◆ Reading text:
[start]

The TDPSA, like other state privacy laws, provides important exemptions for financial institutions and data subject to the federal Gramm-Leach-Bliley Act (the “GLBA”); Health Insurance Portability and Accountability Act (“HIPAA”) covered entities and business associates; nonprofits; institutions of higher education; state agencies and political subdivisions; and electric utilities, power generation companies, and retail electric providers. Additional data-level exemptions include employment and human resources data, B2B data, HIPAA-protected health information, data subject to the Fair Credit Reporting Act (“FCRA”), and the Family Educational Rights and Privacy Act (“FERPA”). Otherwise, the TDPSA applies to all “personal data,” meaning “any information, including sensitive data, that is linked or reasonably linkable to an identified or identifiable individual.”

Oregon Applicability Concerns

Oregon’s general consumer privacy law, as discussed in our December 2023 update, also went into effect July 1. The OCPA imposes transparency and disclosure requirements on a “controller” (an individual or legal entity who, “alone or jointly with another person, determines the purposes and means for processing personal data”) who either: conducts business in Oregon, or produces products or services that are targeted at the residents of Oregon; and that during a calendar year:

  • Controls or processes personal data of not less than 100,000 Oregon residents, excluding personal data controlled or processed solely for the purpose of completing a payment transaction; or
  • Controls or processes personal data of not less than 25,000 Oregon residents and derives more than 25 percent of its gross revenue from the sale of personal data.

Unlike most other state privacy laws, the OCPA does not have a revenue threshold for entities to be subject to privacy obligations. The OCPA does not exempt small businesses.

Applicability for entities under the Oregon law can be difficult to navigate because of its particularly long list of exemptions. Notably, OCPA has no GLBA entity-level exemption. The OCPA follows the California Consumer Privacy Act (the “CCPA”) in exempting only data subject to the GLBA. As a result, GLBA regulated financial institutions will need to review the other available exemptions for various categories of financial institutions to determine if another entity-level exemption applies.

[end]

◆ Given data:
[start]

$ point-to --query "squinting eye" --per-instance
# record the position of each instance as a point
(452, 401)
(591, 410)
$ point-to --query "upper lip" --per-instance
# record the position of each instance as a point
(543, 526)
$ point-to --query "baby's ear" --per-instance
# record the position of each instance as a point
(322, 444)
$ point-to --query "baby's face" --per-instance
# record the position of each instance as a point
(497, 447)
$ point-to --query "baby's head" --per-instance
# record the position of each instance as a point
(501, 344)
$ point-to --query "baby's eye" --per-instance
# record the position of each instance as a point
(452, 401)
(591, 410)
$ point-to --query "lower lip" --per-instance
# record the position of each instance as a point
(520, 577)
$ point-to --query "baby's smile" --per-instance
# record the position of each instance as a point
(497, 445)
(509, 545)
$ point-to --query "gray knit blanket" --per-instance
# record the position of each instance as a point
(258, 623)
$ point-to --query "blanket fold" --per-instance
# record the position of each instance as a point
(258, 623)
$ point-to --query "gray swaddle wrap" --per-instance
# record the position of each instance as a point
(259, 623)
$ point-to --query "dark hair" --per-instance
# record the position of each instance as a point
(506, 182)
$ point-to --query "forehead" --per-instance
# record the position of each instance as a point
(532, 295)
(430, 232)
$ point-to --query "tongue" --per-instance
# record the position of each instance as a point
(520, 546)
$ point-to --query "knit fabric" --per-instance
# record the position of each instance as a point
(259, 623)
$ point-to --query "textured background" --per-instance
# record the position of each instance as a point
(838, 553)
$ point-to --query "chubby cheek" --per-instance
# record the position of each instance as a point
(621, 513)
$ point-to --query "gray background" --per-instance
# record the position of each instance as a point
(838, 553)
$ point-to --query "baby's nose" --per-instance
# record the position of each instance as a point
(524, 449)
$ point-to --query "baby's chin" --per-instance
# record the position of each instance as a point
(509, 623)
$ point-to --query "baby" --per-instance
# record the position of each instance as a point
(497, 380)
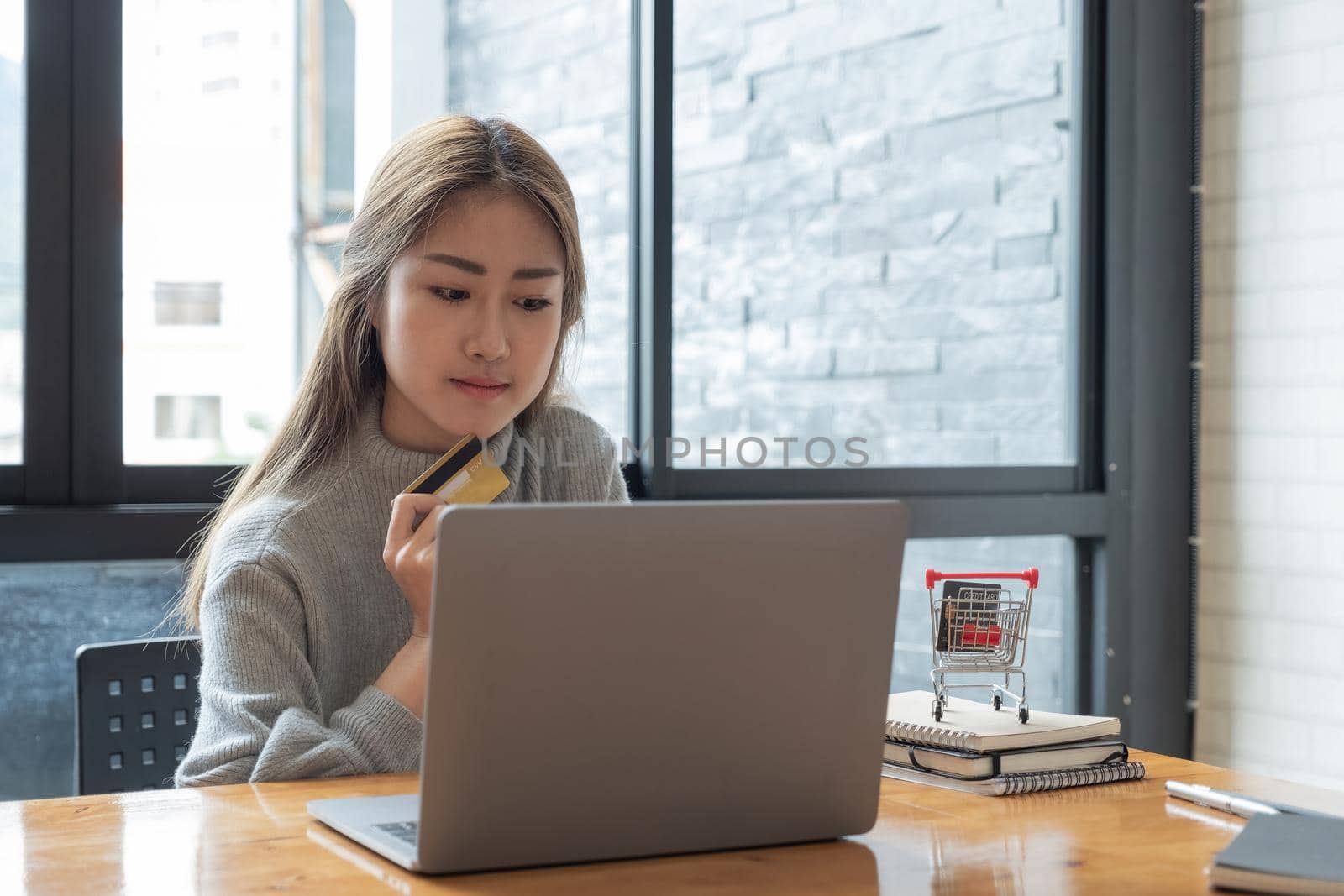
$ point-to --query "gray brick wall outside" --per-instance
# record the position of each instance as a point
(869, 237)
(869, 212)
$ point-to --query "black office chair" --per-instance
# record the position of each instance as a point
(134, 712)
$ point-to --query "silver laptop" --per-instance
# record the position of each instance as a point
(618, 680)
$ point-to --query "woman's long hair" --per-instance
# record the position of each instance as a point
(414, 183)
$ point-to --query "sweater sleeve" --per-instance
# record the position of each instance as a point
(261, 716)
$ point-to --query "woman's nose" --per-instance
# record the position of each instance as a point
(488, 338)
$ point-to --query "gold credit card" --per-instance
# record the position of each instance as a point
(461, 476)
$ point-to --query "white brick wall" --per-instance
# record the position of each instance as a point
(1272, 500)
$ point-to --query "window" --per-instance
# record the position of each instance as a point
(208, 211)
(187, 304)
(870, 233)
(187, 417)
(11, 230)
(212, 190)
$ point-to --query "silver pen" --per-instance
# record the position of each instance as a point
(1236, 804)
(1220, 799)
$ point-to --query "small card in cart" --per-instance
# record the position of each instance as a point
(968, 617)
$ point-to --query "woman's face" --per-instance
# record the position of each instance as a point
(470, 322)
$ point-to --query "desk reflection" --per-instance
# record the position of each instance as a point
(831, 867)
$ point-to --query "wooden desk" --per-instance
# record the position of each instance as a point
(1122, 837)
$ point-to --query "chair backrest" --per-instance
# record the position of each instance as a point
(134, 712)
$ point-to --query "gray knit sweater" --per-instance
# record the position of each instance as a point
(300, 616)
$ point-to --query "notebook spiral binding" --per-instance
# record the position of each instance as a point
(1030, 782)
(927, 735)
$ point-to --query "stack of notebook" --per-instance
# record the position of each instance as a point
(985, 752)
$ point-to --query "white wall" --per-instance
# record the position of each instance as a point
(1272, 499)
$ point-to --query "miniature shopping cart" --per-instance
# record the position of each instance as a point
(979, 627)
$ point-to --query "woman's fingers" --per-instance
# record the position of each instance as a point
(407, 510)
(428, 531)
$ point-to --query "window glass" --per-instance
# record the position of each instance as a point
(871, 233)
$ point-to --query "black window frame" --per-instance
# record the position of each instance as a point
(1126, 501)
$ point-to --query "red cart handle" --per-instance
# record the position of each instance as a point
(1032, 577)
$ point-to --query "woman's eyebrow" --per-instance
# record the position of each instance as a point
(476, 268)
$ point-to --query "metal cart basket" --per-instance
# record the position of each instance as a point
(980, 629)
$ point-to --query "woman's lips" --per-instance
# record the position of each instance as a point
(480, 391)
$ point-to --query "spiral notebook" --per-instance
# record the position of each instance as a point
(979, 727)
(1027, 782)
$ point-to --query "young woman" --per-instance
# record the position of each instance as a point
(461, 285)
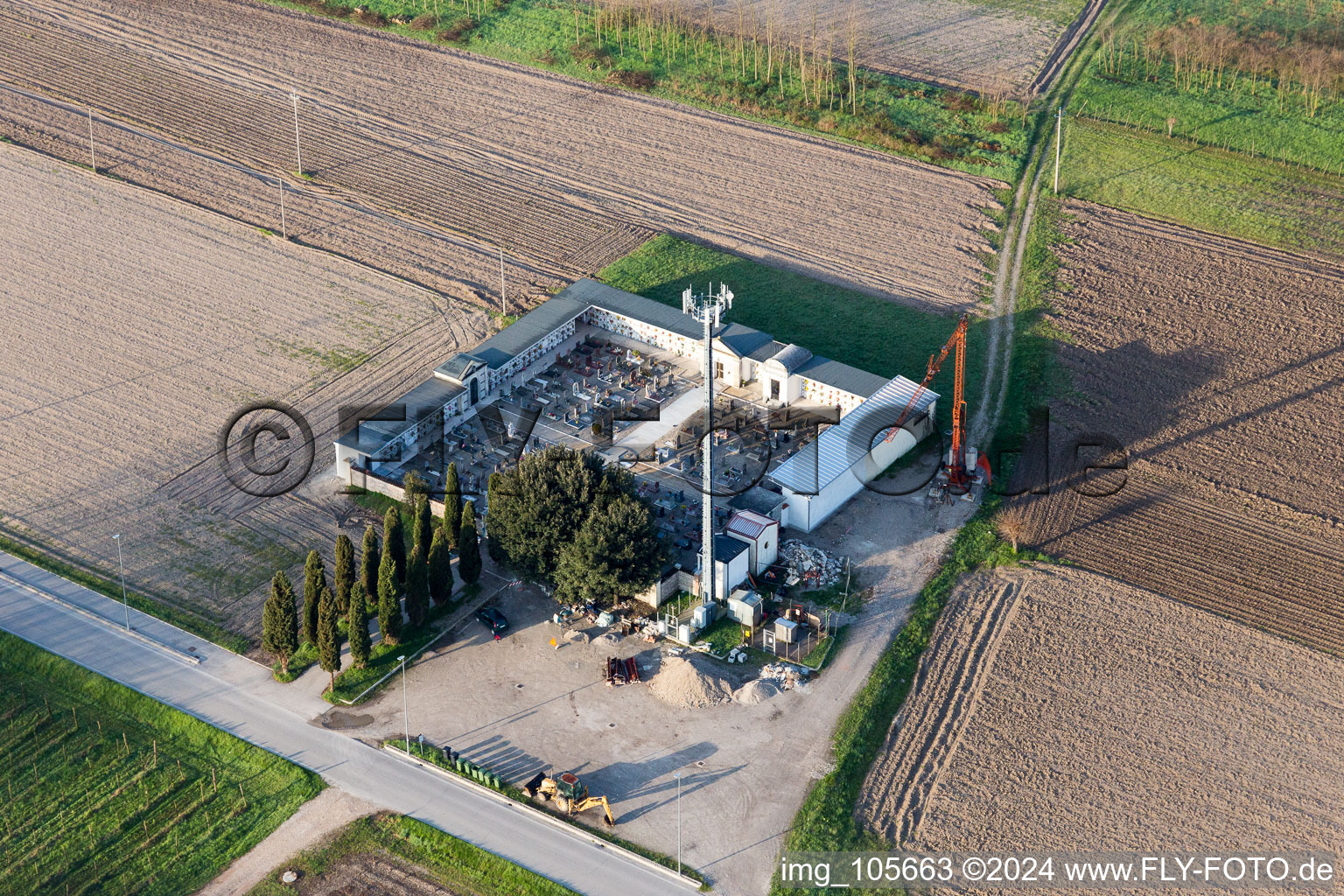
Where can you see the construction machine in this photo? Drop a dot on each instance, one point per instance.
(569, 793)
(955, 472)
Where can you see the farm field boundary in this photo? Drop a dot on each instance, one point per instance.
(562, 198)
(420, 860)
(1115, 718)
(924, 738)
(1206, 359)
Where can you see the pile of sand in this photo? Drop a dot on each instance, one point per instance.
(754, 692)
(680, 684)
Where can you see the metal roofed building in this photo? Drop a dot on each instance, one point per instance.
(760, 534)
(386, 441)
(744, 355)
(834, 466)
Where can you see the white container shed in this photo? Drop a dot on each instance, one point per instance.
(839, 462)
(730, 566)
(761, 535)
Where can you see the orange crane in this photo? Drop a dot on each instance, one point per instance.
(958, 479)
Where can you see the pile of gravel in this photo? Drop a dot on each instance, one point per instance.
(682, 684)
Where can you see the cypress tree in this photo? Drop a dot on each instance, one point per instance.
(344, 574)
(358, 625)
(388, 601)
(424, 527)
(452, 506)
(394, 542)
(280, 622)
(492, 516)
(468, 554)
(328, 635)
(440, 570)
(416, 589)
(315, 579)
(368, 564)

[end]

◆ Set task 1: From the text on state privacy laws, list the data-level exemptions it gives for the TDPSA.
◆ Set task 2: Please carry the text on state privacy laws forward from its final sentence.

◆ Exercise result 1:
- Employment and human resources data
- B2B data
- HIPAA-protected health information
- Data subject to the Fair Credit Reporting Act (FCRA)
- Data subject to the Family Educational Rights and Privacy Act (FERPA)

◆ Exercise result 2:
The OCPA exempts banks and credit unions and their affiliates that are only and directly engaged in financial activities. In addition, the OCPA exempts information collected, processed, sold, or disclosed by a “financial institution, as defined in ORS 706.008, or a financial institution’s affiliate or subsidiary that is only and directly engaged in financial activities, as described in 12 U.S.C. 1843(k), as in effect on the effective date of this 2023 Act.” “Financial institution” under Oregon law means an insured institution (FDIC insured), an extranational institution, a credit union, a bank, or a list of other banking related entities. The OCPA also exempts insurance producers, insurers, holders of a TPA license, and “information that originates from, or is intermingled so as to be indistinguishable from, information described in [the GLBA and regulations adopted to implement the GLBA] and that a licensee, as defined in ORS 725.010, collects, processes, uses or maintains in the same manner as is required under the laws and regulations specified in [the GLBA].” These Oregon-specific entity exemptions are narrower than exemptions for GLBA-covered entities found in other state privacy laws, as the GLBA often applies to broader categories of financial institutions on top of banks and credit unions, including finders, non-bank and alternative lenders, retailers that extend credit to consumers, money transmitters, tax preparers, mortgage brokers, securities broker-dealers, investment advisors, investment companies, and others. The OCPA, in summary, contains a complicated array of entity-level, data-specific, as well as employment-related, activity-specific, and processing-related exemptions.

Our comparison chart lines up all these statutes, as a quick guide for comparative analysis. For example, the laws have different definitions of sensitive data; the OCPA includes a unique protection for sensitive data about a consumer’s status as transgender or nonbinary and status as a victim of crime. Both the Oregon and Texas laws contain the typical consumer rights that most other state privacy laws have. In terms of controller obligations, both laws require notice to the consumer and include contractual requirements for third parties; neither mandates privacy policies, although (for both OR and TX) required disclosures may be incorporated in privacy policies.

Enforcement Guidance

Enforcement under TDPSA

The Texas Attorney General is granted sole enforcement and investigative authority over consumer privacy data regulation under the TDPSA. The AG is required to: (1) make information available to consumers detailing their rights and controller and processor responsibilities; and (2) establish an online portal by July 1, 2024, for consumers to submit complaints.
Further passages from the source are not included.